[Stored entries]
+===+

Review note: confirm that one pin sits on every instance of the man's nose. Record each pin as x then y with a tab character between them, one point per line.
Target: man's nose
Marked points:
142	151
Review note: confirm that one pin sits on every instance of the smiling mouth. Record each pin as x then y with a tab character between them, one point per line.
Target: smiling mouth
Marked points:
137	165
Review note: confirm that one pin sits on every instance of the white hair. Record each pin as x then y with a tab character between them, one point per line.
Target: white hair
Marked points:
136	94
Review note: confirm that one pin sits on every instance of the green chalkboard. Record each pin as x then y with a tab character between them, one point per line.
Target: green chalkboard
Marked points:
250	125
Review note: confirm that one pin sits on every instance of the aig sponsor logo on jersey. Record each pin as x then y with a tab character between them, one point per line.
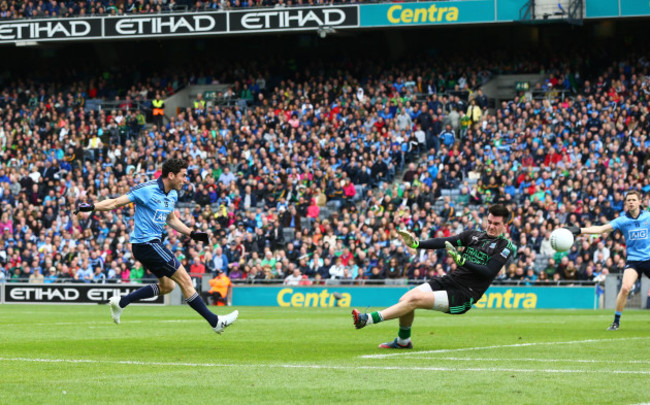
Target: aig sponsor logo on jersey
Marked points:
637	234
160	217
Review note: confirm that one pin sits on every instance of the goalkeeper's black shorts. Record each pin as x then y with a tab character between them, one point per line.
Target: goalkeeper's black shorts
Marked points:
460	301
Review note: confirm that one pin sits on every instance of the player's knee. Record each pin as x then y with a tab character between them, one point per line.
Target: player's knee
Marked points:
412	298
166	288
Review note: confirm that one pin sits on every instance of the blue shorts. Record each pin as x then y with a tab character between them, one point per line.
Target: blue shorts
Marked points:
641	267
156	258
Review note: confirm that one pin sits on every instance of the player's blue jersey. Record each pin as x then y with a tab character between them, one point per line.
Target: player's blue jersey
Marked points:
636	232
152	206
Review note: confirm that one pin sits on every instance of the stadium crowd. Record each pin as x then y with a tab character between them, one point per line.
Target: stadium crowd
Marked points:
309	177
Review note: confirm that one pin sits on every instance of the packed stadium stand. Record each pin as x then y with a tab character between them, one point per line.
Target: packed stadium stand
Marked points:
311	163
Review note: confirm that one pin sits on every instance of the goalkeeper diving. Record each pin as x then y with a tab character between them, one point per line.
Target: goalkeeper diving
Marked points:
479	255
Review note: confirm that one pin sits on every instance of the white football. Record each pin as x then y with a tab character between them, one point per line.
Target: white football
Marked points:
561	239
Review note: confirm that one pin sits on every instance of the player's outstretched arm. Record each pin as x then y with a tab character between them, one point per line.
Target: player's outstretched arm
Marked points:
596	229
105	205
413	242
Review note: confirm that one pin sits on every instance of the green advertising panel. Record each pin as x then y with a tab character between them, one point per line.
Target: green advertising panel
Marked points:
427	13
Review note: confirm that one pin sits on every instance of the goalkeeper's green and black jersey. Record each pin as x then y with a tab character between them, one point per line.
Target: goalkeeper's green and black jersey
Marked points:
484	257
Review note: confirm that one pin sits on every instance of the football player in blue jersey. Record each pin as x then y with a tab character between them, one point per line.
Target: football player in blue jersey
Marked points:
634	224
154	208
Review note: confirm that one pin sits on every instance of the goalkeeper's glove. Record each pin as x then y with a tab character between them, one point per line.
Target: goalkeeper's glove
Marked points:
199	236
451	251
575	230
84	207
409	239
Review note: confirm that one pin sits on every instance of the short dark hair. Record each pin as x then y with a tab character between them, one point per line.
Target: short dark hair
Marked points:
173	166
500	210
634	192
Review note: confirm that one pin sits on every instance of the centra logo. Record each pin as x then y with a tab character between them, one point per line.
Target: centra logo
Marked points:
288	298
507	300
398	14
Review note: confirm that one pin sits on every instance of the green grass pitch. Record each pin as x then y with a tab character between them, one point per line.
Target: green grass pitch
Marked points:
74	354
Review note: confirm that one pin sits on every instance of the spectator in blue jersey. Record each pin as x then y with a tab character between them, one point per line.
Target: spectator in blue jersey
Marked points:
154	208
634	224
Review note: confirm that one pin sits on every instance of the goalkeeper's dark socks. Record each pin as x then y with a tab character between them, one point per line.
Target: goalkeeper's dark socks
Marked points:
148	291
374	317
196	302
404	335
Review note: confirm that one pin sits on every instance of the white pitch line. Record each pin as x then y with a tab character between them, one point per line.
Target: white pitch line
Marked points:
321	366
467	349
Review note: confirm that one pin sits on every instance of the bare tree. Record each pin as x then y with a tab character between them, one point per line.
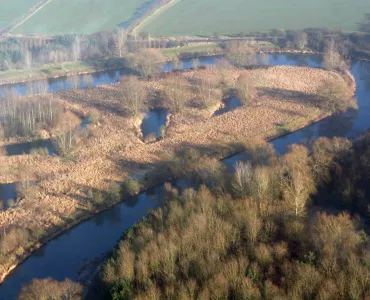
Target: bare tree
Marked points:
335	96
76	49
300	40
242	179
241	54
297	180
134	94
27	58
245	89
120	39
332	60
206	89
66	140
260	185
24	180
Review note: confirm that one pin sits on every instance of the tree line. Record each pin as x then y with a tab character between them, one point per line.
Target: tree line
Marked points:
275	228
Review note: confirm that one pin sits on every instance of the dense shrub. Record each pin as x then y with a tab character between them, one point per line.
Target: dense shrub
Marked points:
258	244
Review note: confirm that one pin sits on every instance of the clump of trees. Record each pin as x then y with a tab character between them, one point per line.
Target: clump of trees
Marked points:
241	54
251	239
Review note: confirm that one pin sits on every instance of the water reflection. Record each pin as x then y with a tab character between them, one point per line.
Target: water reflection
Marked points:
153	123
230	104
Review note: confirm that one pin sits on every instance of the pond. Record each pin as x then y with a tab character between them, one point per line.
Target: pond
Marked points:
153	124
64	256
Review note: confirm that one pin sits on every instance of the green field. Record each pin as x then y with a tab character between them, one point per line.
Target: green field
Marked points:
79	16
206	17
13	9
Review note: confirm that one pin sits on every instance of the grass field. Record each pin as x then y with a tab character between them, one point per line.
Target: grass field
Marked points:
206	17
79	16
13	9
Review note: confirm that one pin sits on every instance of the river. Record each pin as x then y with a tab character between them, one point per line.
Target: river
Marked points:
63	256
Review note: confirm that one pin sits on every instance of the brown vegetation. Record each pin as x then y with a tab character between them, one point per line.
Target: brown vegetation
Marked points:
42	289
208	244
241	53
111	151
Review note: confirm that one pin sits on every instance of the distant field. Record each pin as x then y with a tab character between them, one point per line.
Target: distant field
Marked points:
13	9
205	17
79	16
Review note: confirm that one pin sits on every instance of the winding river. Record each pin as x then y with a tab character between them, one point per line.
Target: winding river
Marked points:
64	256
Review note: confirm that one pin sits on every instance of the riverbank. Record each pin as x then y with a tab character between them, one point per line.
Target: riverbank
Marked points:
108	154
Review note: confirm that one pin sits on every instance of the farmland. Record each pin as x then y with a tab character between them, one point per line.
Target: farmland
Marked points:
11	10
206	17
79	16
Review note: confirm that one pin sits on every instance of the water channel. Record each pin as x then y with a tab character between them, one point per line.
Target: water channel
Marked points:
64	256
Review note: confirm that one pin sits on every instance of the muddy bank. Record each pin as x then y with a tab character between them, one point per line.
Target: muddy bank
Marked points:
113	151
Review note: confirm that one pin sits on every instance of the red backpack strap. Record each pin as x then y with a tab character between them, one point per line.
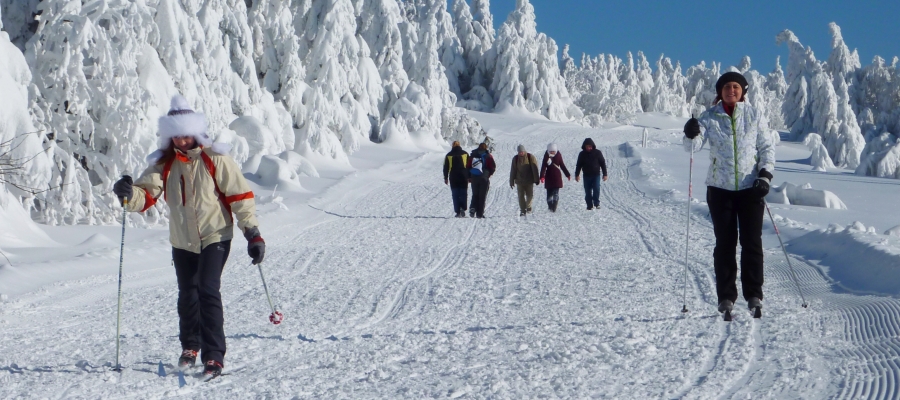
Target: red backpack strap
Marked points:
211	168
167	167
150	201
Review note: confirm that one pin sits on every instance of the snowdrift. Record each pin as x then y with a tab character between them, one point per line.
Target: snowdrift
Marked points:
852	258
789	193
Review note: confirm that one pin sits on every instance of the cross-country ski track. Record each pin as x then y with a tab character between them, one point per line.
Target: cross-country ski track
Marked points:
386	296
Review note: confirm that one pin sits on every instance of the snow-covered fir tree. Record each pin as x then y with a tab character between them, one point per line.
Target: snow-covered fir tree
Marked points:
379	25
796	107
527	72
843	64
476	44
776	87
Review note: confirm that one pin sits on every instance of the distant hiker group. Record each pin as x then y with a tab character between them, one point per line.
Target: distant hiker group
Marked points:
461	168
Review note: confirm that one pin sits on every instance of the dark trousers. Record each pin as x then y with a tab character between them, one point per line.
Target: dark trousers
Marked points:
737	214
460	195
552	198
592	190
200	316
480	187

+===+

Task goal:
Copy every record exactly as it appears, apart from any pictures.

Your response:
Review note: confirm that one pin sits on every instance of the man's nose. Record each pin as x then y with a tab character between them, one point per line.
Target: man's nose
Marked points:
142	151
Review note: confirm that one pin sits on every instance of the smiling mouth. Record each pin as x then y with a tab character between them, one point per line.
Target: smiling mouth
Marked points:
137	165
Review note: confirm that one pin sits on every instance of the white hair. Record each pin as x then y with a tab character between them, one point per line.
Target: white hair
Marked points:
136	94
Review note: confirm that one pin sits on every instance of the green chalkboard. Record each pin as x then y with a tab character between them, one point per line.
Target: green chalkboard
Marked points:
250	125
Review note: confirm that one pin sits on every instance of the aig sponsor logo on jersey. Record each pin as x then y with a tab character between them, one point per line.
Target: aig sponsor logo on jersey
Marked points:
637	234
160	217
Review note: confirm that one pin sits on every instance of the goalkeeper's black shorts. Record each pin as x then y with a tab character between them, one point per line.
Target: goalkeeper's black shorts
Marked points:
460	301
Review note: confirm that one pin sits on every instance of the player's knee. Record each pin as x then y with a tab character between them, one point per line.
Target: player's knee
Marked points:
412	298
166	288
Review note: confirm that one pin sits on every instance of the blue shorts. Record each pin as x then y with a tab character between them, one point per line.
Target: blue shorts
Marked points:
641	267
156	258
Review note: confirm that one pin sits on every instance of the player's blue jersey. Record each pin as x then y with a tab character between them, one point per line.
Target: player's blue jersey
Marked points:
636	232
152	206
Review note: confirm that one pin sits on every instance of the stadium crowd. Record each pin as x then y with a tab character between them, one point per line.
Target: stadium crowd
Marked points:
309	177
Review note: confirm that one pin sits on every instance of the packed stadium stand. Record each pin as x then y with a tab character between them, one point per line.
Target: packed stadium stand
Marked points:
311	163
Review note: confirm that one pin sits on every instance of the goalkeeper diving. Record each pin as x then y with a tab character between them, one point per line.
Target: goalkeeper diving
Marked points:
479	255
Review note: confirm that one pin sits on every instance of the white football. Record each pin as x then y with a tab character between them, one point per line.
Target: white football
Marked points:
561	239
Review note: confirm that one pin sits on every instance of the player's outstretched arm. Record each pin as x then y with a tab character between them, one point per line.
Target: player's outstretched arm
Marked points:
596	229
105	205
413	242
Review note: confirm that one pin sits on every instance of the green advertising panel. Record each pin as x then y with a tab character between them, one point per line.
Target: green advertising panel
Marked points:
427	13
Review note: confirm that one pin sits on every instance of the goalkeeper's green and black jersey. Record each pin as x then y with a tab character between them, one point per line.
Target: goalkeeper's green and black jersey
Marked points:
484	257
Review note: confirm that one pin sits on every instance of the football player in blue jersey. Record each pin as x then y with a tab character between them, one point per line.
Target: football player in blue jersey
Marked points:
634	224
154	208
Review note: confirm that one pin sits on every instance of the goalkeeper's glove. Record each pin as x then y with a tab character between them, one point per line.
Target: goalkeeper's glove
Marked points:
199	236
451	251
575	230
84	207
409	239
Review note: confirm that one pin sits on every instance of the short dark hair. Record each pin as x then y with a tab character between them, one point per line.
Target: short dark hair
Marked points:
173	166
500	210
634	192
Review note: confirm that one pin sits on every instance of the centra logo. Record each pin as x then y with a tab character between them, one point per line.
Target: centra logo
Marked points:
288	298
507	300
398	14
Review note: confirm that one pin sits on every instance of the green grass pitch. Record each pin as x then y with a tab character between them, one point per line.
Target: green grass pitch
Marked points:
74	354
Review note: confirm that one pin sits on every instance of the spectator in blue jersey. Record each pin as x then y with a tab character between them, one point per line.
Target: spectator in blue jersey
Marked points:
154	208
634	224
Review note: confirm that one pin sits on every instance of the goalkeeper's dark socks. Record each pin as x then y with a tab character between them, one point per line.
Target: goalkeeper's dark socks
Marked points:
148	291
374	317
196	302
404	335
Review note: confirm that one pin sits on every instance of the white pitch line. Record each pin as x then y with a tab character between them, one point per line.
Target: white pitch line
Marked points:
321	366
467	349
Review note: confirm that one pin sits on every instance of the bare tree. Record each pin as x then y with a tab character between them, one point per line.
Target: bare tree
Marked points:
335	96
76	49
300	40
242	179
241	54
297	180
134	94
27	58
245	89
120	39
332	60
206	89
66	140
260	185
24	180
Review note: confirm that one pin sits on every instance of the tree line. Record each pin as x then y with a tab character between them, one point per line.
Target: tree line
Marked points:
275	228
Review note: confirm that one pin sits on every instance of the dense shrub. Record each pin as x then y with a tab character between them, one point per line.
Target: dense shrub
Marked points:
258	244
Review note: confirm that one pin sits on every instance of the clump of trees. Record each pin as x then y with a tab character between them, one point per line.
Target: clump of trees
Marked points:
241	54
251	239
Review note: confirm that one pin sits on every instance of the water reflection. Record each pin as x then y with a tab character between them, one point per line.
Target: water reflection
Marked points:
153	123
230	104
Review note: confirm that one pin sits on every instance of the pond. Record each pin as x then y with a tab character between them, one point per line.
Target: pond
Marked points:
153	124
64	256
Review note: confirm that one pin sits on every instance of the green field. Record each pin as x then y with a tab character between them, one point per line.
Target: green field
Marked points:
79	16
206	17
13	9
Review note: confirm that one pin sits on every instance of the grass field. Record each pin as x then y with a tab character between them, one point per line.
Target: grass field
Marked points:
206	17
79	16
13	9
Review note: confirm that one pin sits on every instance of the river. Record each pin as x then y with a tab character between them, one point per line.
Target: river
Marked points:
63	256
Review note: confirm that one pin sits on every instance of the brown vegetation. Record each pin as x then y with a tab character between them, one point per line.
Target: brown vegetation
Marked points:
42	289
208	244
241	53
111	151
Review note: confirm that one pin sits on every instance of the distant field. Record each pin as x then y with a tab character between them, one point per line.
Target: distant field
Marked points:
13	9
205	17
79	16
Review note: confirm that one pin sits on every instance of the winding river. Record each pin as x then y with a tab character between them, one point per line.
Target: winding river
Marked points:
64	256
Review note: confirm that one pin sits on every instance of the riverbank. Record each pin as x then y with a tab character between them, one point per line.
Target: riverbank
Marked points:
108	154
Review note: confirm that one pin sits on every instance of the farmland. Record each pin as x then y with a tab character between them, one point per line.
Target: farmland
Marked points:
11	10
206	17
79	16
Review note: confirm that one pin sits on every instance of the water channel. Record each pin as x then y with a tab character between them, one point per line.
Target: water channel
Marked points:
64	256
Review note: confirm that one pin sits on every instance of the muddy bank. Record each pin as x then y with a tab character between them, one point per line.
Target: muddy bank
Marked points:
113	151
Review note: confirm that one pin sits on every instance of the red backpack strap. Record each pin as x then y with a tab character between them, one point per line.
Target: red backpack strap
Marked points:
211	168
167	167
150	201
Review note: confirm that one pin sits on every instance of the snowdrift. Record each pin as x then y with a tab character between them, one point per line.
Target: snowdrift
Marked points:
852	258
789	193
Review note: confirm that one pin sits on every instance of the cross-country ski track. Record each pin as x then y with a tab character between them, one point per line.
Target: cross-country ski track
Marked points:
386	296
Review note: confirm that one pin sits on every instance of the snow-covered fir tree. Record each pin as x then y with a tab character between them, one point per line.
Target: snow-covered fir tree
Marked points:
379	25
796	107
527	72
843	64
476	44
776	87
Review note: confirm that one pin sits on every instance of the distant hiker group. Record each pin as x then y with a tab character between them, one point per line.
Target: distant hiker group
Marked points:
461	168
Review note: confirm that one pin sits on every instance of the dark trousers. Record each pin as x then y with a tab character between them, one point per line.
Target: dark trousers
Marked points:
737	214
460	195
552	198
592	190
200	316
480	187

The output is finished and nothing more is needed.